*** Page extract
Table 4 Viscosity of the gas mixtures obtained with the five different models.

These results are also presented as Figures. Figure 2 shows the viscosity values obtained for the 10 binary CH4/CO2 mixtures (compositions in Table 1). The models gave rise to two distinct sets of viscosity values: Reichenberg, Carr and Chung on one hand (lower values) and Wilke and Lucas on the other hand (higher values). The highest relative standard deviations were found when comparing Wilke and Chung models for mixture 5 (3.5%), mixtures 4 and 6 (3.3%). All relative standard deviations are below 3%. The results indicated that all models showed a good agreement.

Figure 2
figure 2

Viscosity of the binary gas mixtures from Table 1 calculated using five different models.

Figure 3 shows the viscosity values obtained for the four multi-component mixtures (compositions in Table 2). Chung consistently gave the lowest viscosity values and Lucas the highest when comparing the five different models. The relative standard deviations when comparing Lucas and Chung models for these four mixtures were 2.9, 2.8, 2.4 and 2.3% respectively, clearly indicating a good agreement between all the models.

Figure 3
figure 3

Viscosity of the multi-components gas mixtures from Table 2 calculated using five different models.

Comparison with the reference flowmeter

Binary mixtures

The relative bias between the corrected LFE flow rate and the flow rate given by the reference flowmeter was calculated for all models at each setpoints. The data points were totally 50 for the binary mixtures; 10 values (for mixtures 1–10) at each of the five setpoints; 25, 40, 50, 60 and 70 NmL/min and 16 for the multi-component mixtures; four values for each at four setpoints (50, 70, 80 and 100 NmL/min). By comparing the biases, the models which best fit the values measured with the reference flowmeter can be determined. Positive biases indicate that the corrected flow rate measured by the LFE is overestimated compared to the flow rate given with the reference flowmeter and negative biases indicate that the flow rate measured by the LFE is underestimated compared to the flow rate measured with the reference flowmeter. The relative biases between the corrected flow rate measured with the LFE flowmeter and the reference flow rate are presented on Fig. 4 for the binary mixtures:

Figure 4
figure 4figure 4

Biases between the flow rate measured with the LFE flowmeter corrected for the viscosity and the reference flow rate for the binary mixtures with the five different models: Carr, Wilke, Reichenberg, Chung and Lucas in this order.

Large relative biases were observed for the setpoint 25 NmL/min with all models. However, the corresponding absolute biases are in the same order of magnitude than the absolute biases obtained at the higher flow rates. Due to the large absolute biases obtained at this flow rate, it is not recommended to work at this flow rate. For the discussion below, these 10 values have not been considered as this flow rate is actually lower than the flow rate range recommended for sampling biogas and biomethane on sorbent tubes6,8.
******
*** Raw records
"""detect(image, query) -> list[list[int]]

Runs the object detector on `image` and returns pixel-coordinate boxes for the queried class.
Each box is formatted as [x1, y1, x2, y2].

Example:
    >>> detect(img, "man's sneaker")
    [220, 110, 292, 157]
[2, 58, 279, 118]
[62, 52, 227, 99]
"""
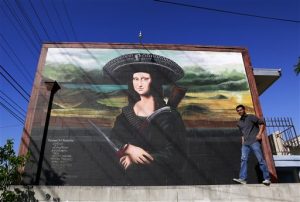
[263, 180, 271, 185]
[232, 178, 247, 184]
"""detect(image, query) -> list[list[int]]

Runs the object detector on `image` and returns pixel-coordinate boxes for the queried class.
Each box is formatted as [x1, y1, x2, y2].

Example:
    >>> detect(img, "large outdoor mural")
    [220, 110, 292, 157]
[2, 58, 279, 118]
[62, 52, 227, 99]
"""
[25, 46, 256, 185]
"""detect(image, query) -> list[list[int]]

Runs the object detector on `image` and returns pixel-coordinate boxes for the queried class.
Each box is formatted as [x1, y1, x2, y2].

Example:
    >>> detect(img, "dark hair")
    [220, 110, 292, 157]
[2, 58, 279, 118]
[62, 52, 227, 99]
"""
[235, 105, 245, 110]
[128, 72, 166, 110]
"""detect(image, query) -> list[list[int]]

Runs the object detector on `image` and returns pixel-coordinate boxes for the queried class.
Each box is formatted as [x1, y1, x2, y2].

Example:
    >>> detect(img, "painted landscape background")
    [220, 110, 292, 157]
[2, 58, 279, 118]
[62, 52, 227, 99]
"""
[42, 48, 253, 128]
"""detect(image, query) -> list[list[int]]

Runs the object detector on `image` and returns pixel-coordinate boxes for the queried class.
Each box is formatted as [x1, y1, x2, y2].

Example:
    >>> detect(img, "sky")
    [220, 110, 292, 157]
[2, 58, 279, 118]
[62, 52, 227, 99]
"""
[0, 0, 300, 151]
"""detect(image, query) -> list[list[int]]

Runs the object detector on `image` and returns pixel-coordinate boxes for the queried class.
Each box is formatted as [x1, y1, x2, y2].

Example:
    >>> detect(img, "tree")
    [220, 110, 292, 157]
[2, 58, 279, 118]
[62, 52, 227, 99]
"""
[294, 57, 300, 75]
[0, 140, 37, 202]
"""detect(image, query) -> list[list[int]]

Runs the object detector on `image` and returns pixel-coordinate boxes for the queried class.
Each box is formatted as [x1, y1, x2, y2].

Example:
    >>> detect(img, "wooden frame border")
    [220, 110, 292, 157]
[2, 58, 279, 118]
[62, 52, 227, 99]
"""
[19, 43, 277, 181]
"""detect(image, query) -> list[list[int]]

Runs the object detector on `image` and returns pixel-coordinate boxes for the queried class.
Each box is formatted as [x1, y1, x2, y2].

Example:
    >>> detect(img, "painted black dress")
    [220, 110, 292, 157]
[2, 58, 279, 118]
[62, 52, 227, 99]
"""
[111, 106, 186, 185]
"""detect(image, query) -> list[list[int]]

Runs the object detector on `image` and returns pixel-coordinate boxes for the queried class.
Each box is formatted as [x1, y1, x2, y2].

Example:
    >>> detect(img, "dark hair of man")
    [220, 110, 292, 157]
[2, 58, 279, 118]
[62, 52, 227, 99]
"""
[235, 105, 245, 110]
[128, 73, 166, 110]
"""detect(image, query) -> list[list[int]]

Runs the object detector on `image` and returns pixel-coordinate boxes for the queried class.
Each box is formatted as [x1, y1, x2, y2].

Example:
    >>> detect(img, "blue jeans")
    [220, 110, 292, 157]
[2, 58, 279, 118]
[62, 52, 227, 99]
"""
[240, 141, 270, 180]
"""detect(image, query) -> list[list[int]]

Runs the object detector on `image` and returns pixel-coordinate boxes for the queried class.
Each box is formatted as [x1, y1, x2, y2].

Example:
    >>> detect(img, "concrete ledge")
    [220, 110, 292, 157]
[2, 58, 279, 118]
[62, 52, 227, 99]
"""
[8, 183, 300, 202]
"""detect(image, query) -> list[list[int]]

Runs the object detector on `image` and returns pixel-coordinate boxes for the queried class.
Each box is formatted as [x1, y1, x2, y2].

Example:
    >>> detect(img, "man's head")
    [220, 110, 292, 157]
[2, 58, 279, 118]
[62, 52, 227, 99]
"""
[235, 105, 246, 116]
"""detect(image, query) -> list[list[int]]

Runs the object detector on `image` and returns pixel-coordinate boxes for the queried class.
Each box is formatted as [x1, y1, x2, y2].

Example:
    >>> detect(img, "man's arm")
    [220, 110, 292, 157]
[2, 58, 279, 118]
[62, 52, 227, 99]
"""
[256, 124, 266, 140]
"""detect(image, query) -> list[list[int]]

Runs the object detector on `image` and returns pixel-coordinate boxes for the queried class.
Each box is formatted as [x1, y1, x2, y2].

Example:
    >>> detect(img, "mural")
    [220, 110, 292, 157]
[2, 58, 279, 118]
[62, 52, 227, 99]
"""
[43, 48, 253, 127]
[25, 47, 254, 185]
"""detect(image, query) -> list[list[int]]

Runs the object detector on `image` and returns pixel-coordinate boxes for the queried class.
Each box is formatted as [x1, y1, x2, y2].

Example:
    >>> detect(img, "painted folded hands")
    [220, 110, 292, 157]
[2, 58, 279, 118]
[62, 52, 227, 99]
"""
[120, 144, 154, 169]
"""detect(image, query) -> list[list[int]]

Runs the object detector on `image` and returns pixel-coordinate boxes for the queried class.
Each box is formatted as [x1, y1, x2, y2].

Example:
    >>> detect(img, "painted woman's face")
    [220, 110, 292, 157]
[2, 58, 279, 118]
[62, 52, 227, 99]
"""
[132, 72, 152, 95]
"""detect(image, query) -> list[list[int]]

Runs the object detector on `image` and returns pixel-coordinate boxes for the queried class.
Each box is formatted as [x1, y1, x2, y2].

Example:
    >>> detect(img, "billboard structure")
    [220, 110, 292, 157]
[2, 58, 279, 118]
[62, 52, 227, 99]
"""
[20, 43, 272, 185]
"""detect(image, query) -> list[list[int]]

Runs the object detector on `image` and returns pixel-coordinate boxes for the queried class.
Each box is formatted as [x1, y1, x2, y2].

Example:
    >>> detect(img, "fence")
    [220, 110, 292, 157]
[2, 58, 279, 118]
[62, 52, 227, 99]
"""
[265, 117, 300, 155]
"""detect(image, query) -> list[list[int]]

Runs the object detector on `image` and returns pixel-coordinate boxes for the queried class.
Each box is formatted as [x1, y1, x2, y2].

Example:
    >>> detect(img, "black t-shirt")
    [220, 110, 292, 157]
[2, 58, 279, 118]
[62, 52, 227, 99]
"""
[237, 114, 264, 145]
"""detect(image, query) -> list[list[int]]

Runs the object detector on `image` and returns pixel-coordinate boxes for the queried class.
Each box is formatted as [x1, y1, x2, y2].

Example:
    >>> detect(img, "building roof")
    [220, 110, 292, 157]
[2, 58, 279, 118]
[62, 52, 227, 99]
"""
[253, 68, 281, 95]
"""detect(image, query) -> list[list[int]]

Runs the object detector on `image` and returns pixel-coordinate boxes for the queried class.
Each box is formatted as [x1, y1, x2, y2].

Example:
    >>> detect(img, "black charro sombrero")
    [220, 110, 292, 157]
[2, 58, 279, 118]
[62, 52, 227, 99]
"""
[103, 53, 184, 84]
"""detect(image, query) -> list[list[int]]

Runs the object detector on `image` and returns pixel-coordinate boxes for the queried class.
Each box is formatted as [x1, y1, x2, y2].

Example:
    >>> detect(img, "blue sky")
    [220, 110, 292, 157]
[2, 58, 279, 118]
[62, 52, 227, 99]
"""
[0, 0, 300, 150]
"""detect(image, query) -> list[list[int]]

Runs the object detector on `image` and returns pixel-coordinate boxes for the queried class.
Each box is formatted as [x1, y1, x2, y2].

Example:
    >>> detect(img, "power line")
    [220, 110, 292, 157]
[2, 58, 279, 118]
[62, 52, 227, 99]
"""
[50, 1, 70, 41]
[154, 0, 300, 23]
[62, 0, 78, 41]
[41, 0, 60, 39]
[0, 95, 25, 117]
[0, 101, 25, 124]
[0, 65, 30, 102]
[0, 124, 20, 128]
[29, 0, 51, 40]
[15, 0, 43, 44]
[0, 90, 26, 113]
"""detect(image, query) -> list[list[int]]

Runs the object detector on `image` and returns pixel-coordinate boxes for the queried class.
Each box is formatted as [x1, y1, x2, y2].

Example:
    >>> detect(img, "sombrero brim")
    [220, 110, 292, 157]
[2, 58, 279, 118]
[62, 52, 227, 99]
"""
[103, 53, 184, 84]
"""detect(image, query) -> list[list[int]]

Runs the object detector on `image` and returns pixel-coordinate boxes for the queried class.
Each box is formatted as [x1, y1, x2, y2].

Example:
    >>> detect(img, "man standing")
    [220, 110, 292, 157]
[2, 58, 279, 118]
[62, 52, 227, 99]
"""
[233, 105, 271, 185]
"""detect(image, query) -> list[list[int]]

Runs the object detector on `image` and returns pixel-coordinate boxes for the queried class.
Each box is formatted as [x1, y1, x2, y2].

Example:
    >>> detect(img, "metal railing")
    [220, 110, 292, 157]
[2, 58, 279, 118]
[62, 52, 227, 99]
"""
[265, 117, 300, 155]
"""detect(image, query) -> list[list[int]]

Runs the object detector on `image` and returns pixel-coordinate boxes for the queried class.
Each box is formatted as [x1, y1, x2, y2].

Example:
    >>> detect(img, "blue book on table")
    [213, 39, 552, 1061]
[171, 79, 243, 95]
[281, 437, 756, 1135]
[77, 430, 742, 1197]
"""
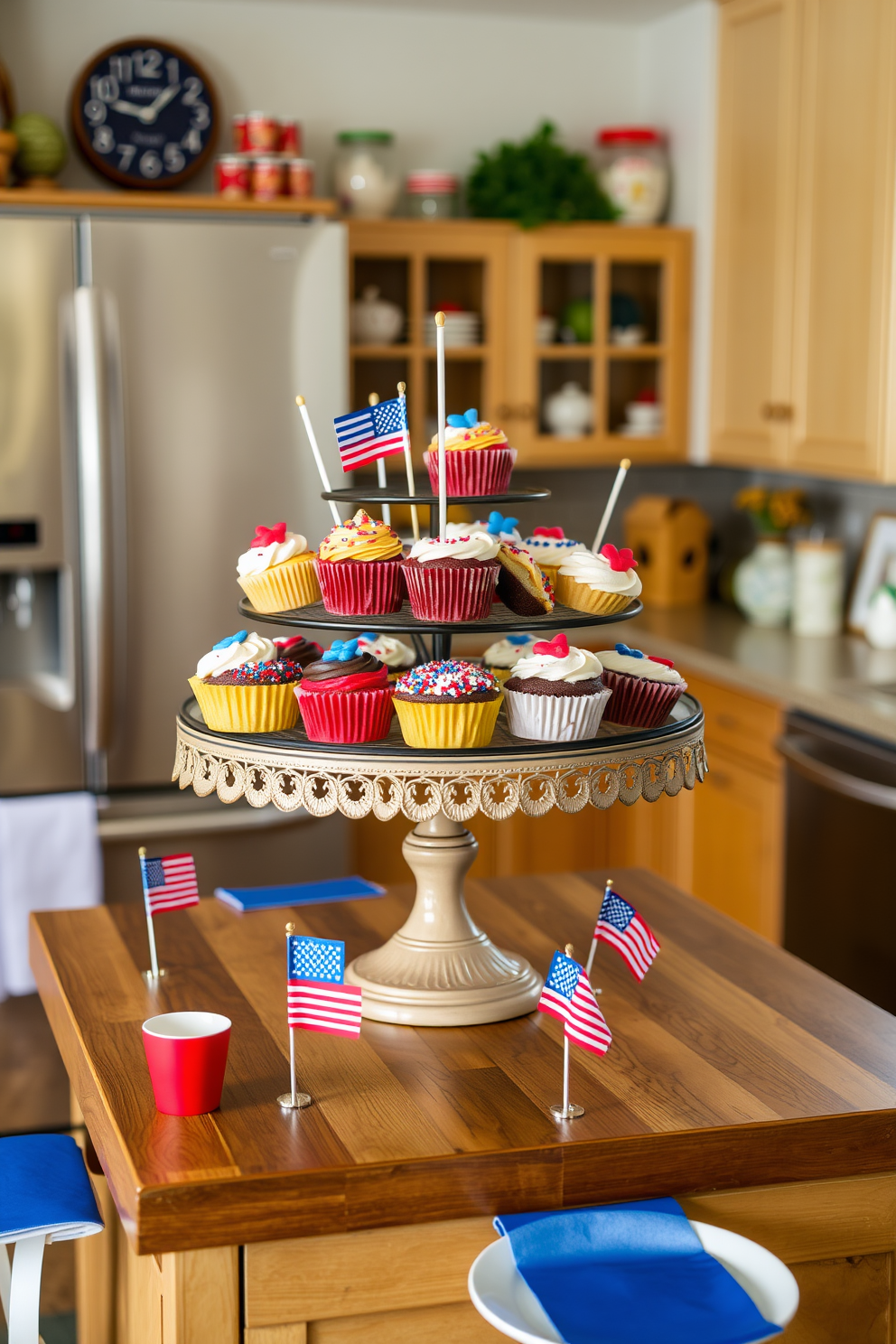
[215, 878, 386, 910]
******
--- Task requirements ---
(a) In the gas viscosity excerpt, which model consistently gave the lowest viscosity values for the four multi-component mixtures?
(b) Condense the paragraph of the gas viscosity excerpt that opens with "Figure 3 shows the viscosity values" into a short bulleted list that keeps its main facts.
(c) Carry on the gas viscosity excerpt beyond its final sentence.

--- Responses to the tasks ---
(a) Chung

(b)
- Figure 3 gives viscosity values for the four multi-component mixtures whose compositions are in Table 2.
- Of the five models, Chung consistently gave the lowest values and Lucas the highest.
- Comparing Lucas and Chung, the relative standard deviations for the four mixtures were 2.9, 2.8, 2.4 and 2.3%.
- These figures indicate good agreement between all the models.

(c)
The Reichenberg and Carr models gave rise to the smallest biases (30 positive and 10 negative) with no biases above 3% rel. A maximal deviation of 2.92% rel. was obtained for mixture 8 at the setpoint 40 NmL/min with the Reichenberg model and a maximal bias of 2.95% rel. was obtained for mixture 6 at the setpoint 40 NmL/min with the Carr model. Lucas model gave rise to a maximal bias of − 3.51% rel. that was obtained for mixture 5 at the setpoint 40 NmL/min, and totally four values with a bias above 3% rel. were obtained All of the biases were negative. Chung model gave rise to a maximal bias of 3.81% (setpoint 40 NmL/min, mixture 8) and totally four values with a bias above 3% were observed. Most biases were positive (32 out of 40). Wilke model gave rise to a maximal bias of − 3.75% that was obtained for mixture 5 at the setpoint 50 NmL/min, and totally six values (at different setpoints) with a bias above ǀ3ǀ%rel. were obtained. All the biases were negative.

Globally, these results tend to indicate that Carr, Reichenberg and Chung models lead an overestimation of the flow rate except for the mixtures containing high amount fractions of methane (mixtures 1 and 2). On the opposite, Wilke and Lucas models tend to underestimate the flow rate. The results are also presented in Table 5.

Table 5 - Biases between the flow rate corrected for the viscosity with the five selected models and the flow rate measured with the reference flowmeter.

Multi-component mixtures

The relative biases between the corrected flow rate measured with the LFE flowmeter and the reference flow rate for the multi-component mixtures are presented on Fig. 5:

Figure 5
figure 5figure 5

Biases between the flow rate measured with the LFE flowmeter corrected for the viscosity and the reference flow rate for the multi-component mixtures.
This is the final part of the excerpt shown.